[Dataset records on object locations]
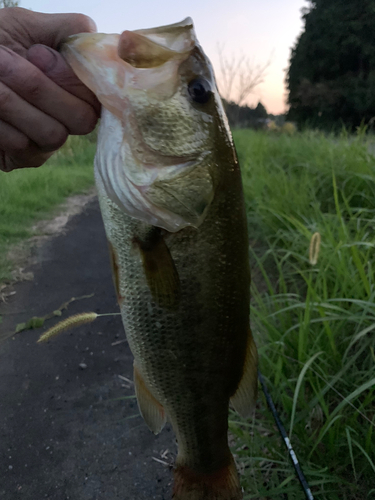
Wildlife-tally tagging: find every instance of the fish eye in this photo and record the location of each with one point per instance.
(200, 90)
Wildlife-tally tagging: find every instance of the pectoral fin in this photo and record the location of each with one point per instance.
(151, 410)
(245, 396)
(160, 270)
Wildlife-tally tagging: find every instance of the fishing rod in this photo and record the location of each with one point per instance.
(299, 472)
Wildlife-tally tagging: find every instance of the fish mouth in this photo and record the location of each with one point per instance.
(147, 48)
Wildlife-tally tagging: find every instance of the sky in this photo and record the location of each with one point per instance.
(261, 30)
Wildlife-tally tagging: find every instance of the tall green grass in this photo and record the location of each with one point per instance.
(314, 324)
(28, 195)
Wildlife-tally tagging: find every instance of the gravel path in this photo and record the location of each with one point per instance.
(64, 434)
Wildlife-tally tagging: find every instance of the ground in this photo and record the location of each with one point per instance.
(64, 434)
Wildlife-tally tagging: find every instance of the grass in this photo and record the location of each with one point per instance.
(314, 324)
(29, 195)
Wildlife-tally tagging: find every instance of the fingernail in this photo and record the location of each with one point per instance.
(42, 57)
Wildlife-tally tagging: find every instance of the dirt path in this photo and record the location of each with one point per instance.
(63, 432)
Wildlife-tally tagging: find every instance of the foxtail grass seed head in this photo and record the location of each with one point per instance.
(66, 324)
(314, 248)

* **DIRECTION**:
Can you copy the whole listing above word for word, leaving out the pictures?

* **TASK RESPONSE**:
Wildlife-tally tagging: find every instance of the fish eye in this photo and record the location of each with one point per instance.
(200, 90)
Wildlife-tally tagging: find every instance of the pectoral fin in this photo and record the location of each with one point per instance.
(151, 410)
(245, 396)
(160, 270)
Wildlife-tally tagging: find every instance of the fishing rod in this photo and record the location of each with one point per instance.
(299, 472)
Wildlife-tally tagging: find every instance of the fish mouth in this photo and record the location of each with one point per instance.
(147, 48)
Wildlife-tally tagging: find every instance of the sky in this photo and record the location of each with one point per instance.
(261, 30)
Wildlife-tally tagging: find every instance of the tall green grass in this photo and record the location of each with one point per instance.
(314, 324)
(28, 195)
Wildlife-tally tagging: find every instance of the gravel path in this photo and record the location of each with one point per instance.
(64, 434)
Wildlife-tally tagging: find every instance of the ground in this photo and record the location of each with one point per instance.
(64, 434)
Wildlife-tally tagging: find every instance of the grass in this photo and record the location of each with one point per instance.
(314, 324)
(29, 195)
Wildlife-tally tagging: find every instance of the fingernail in this photo and record the location of each with one point per instance.
(42, 57)
Wildlife-tally tagging: find every instance of the dirt path in this photo and record the location of each with one point per instance.
(63, 432)
Wildlife-tally tagging: find every instance of the foxtail grass seed head in this photo and record the location of each with one point per instance.
(66, 324)
(314, 248)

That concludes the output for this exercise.